Что сделать
Перепишите дословно часть текста о старом доте, начиная со слов «Я СТОЮ в старом» и заканчивая словами «бесконечную ленту шоссе.».

Я СТОЮ в старом артиллерийском доте. Замшелые влажные стены его покрыты щербатыми рубцами пуль и осколков, бетонные плиты амбразуры в глубоких шрамах прямых попаданий из танковых пушек. Из разбитого железобетона, как пучки обнажённых нервов, торчат ржавые прутья. Дот по-прежнему пристально и настороженно смотрит своей единственной амбразурой на мост, на покрытые густым кустарником пологие берега речушки Выпрейки, на синеющие в заречной дали леса, откуда сорок шесть лет назад шла смерть. Этот дот намертво врезан в скат прибрежного холма, он уже сросся с ним тысячами тончайших нитей-корешков. Он вечный часовой, солдат, поставленный в карауле у Варшавского шоссе.
Мост теперь другой — двухпролётный, железобетонный, надёжно стягивающий бесконечную ленту шоссе.
...ТО воскресное утро 5 октября выдалось в Подольске тёплым, не по-осеннему солнечным. В пехотном в артиллерийском училищах оживление — ко многим курсантам на выходной приехали родители, друзья, знакомые. В дубовой роще возле артиллерийского училища было людно. На ровных дорожках, засыпанных пожухлой листвой, перемешались выгоревшие на солнце зелёные пилотки, кепки, шляпы. Люди не потеряли способности радоваться, и в их настроении чувствовалась спокойная, хладнокровная уверенность в будущей победе.

Перечень пунктов
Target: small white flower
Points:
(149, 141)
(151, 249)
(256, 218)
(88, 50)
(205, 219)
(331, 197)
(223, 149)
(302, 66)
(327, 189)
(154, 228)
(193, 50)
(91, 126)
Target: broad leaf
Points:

Итог выполнения
Я СТОЮ в старом артиллерийском доте. Замшелые влажные стены его покрыты щербатыми рубцами пуль и осколков, бетонные плиты амбразуры в глубоких шрамах прямых попаданий из танковых пушек. Из разбитого железобетона, как пучки обнажённых нервов, торчат ржавые прутья. Дот по-прежнему пристально и настороженно смотрит своей единственной амбразурой на мост, на покрытые густым кустарником пологие берега речушки Выпрейки, на синеющие в заречной дали леса, откуда сорок шесть лет назад шла смерть. Этот дот намертво врезан в скат прибрежного холма, он уже сросся с ним тысячами тончайших нитей-корешков. Он вечный часовой, солдат, поставленный в карауле у Варшавского шоссе.
Мост теперь другой — двухпролётный, железобетонный, надёжно стягивающий бесконечную ленту шоссе.